原文摘录:
Description
In the new year party, everybody will get a “special present”.Now it’s your turn to get your special present, a lot of presents now putting on the desk, and only one of them will be yours.Each present has a card number on it, and your present’s card number will be the one that different from all the others, and you can assume that only one number appear odd times.For example, there are 5 present, and their card numbers are 1, 2, 3, 2, 1.so your present will be the one with the card number of 3, because 3 is the number that different from all the others.
Input
The input file will consist of several cases.
Each case will be presented by an integer n (1<=n<1000000, and n is odd) at first. Following that, n positive integers will be given in a line, all integers will smaller than 2^31. These numbers indicate the card numbers of the presents.n = 0 ends the input.
Output
For each case, output an integer in a line, which is the card number of your present.
Sample Input
5
1 1 3 2 2
3
1 2 1
0
Smple Output
3
2
一般想到的是开数组,可是数据量太大了…
不过可以用异或处理,对输入的所有数进行异或,最后得到的就是答案,出现偶数次的数将会抵消
代码
#include<iostream>
#include<algorithm>
#include<string.h>
#include<queue>
#include<vector>
#include<stdio.h>
#define ll long long
#define inf 0x3f3f3f3f
using namespace std;
int main()
{
int n;
while(~scanf("%d",&n)&&n)
{
ll ans=0,x;
for(int i=0;i<n;++i)
{
scanf("%lld",&x);
ans=ans^x;
}
printf("%lld\n",ans);
}
}

集合条目:
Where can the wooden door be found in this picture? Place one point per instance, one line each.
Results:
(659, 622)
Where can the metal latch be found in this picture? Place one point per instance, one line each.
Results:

任务要求:
(A) 把原文摘录中从"Each case will"开始、到"of your present."结束的部分重写一遍，并将其中的"line"一律改为"row"。
(B) 按照原文摘录的说法，对输入的所有数做哪种运算就能直接得到答案？
作答时只以原文摘录为依据。

参考答案:
(A)
Each case will be presented by an integer n (1<=n<1000000, and n is odd) at first. Following that, n positive integers will be given in a row, all integers will smaller than 2^31. These numbers indicate the card numbers of the presents.n = 0 ends the input.
Output
For each case, output an integer in a row, which is the card number of your present.

(B) 异或运算，对输入的所有数进行异或，最后得到的就是答案。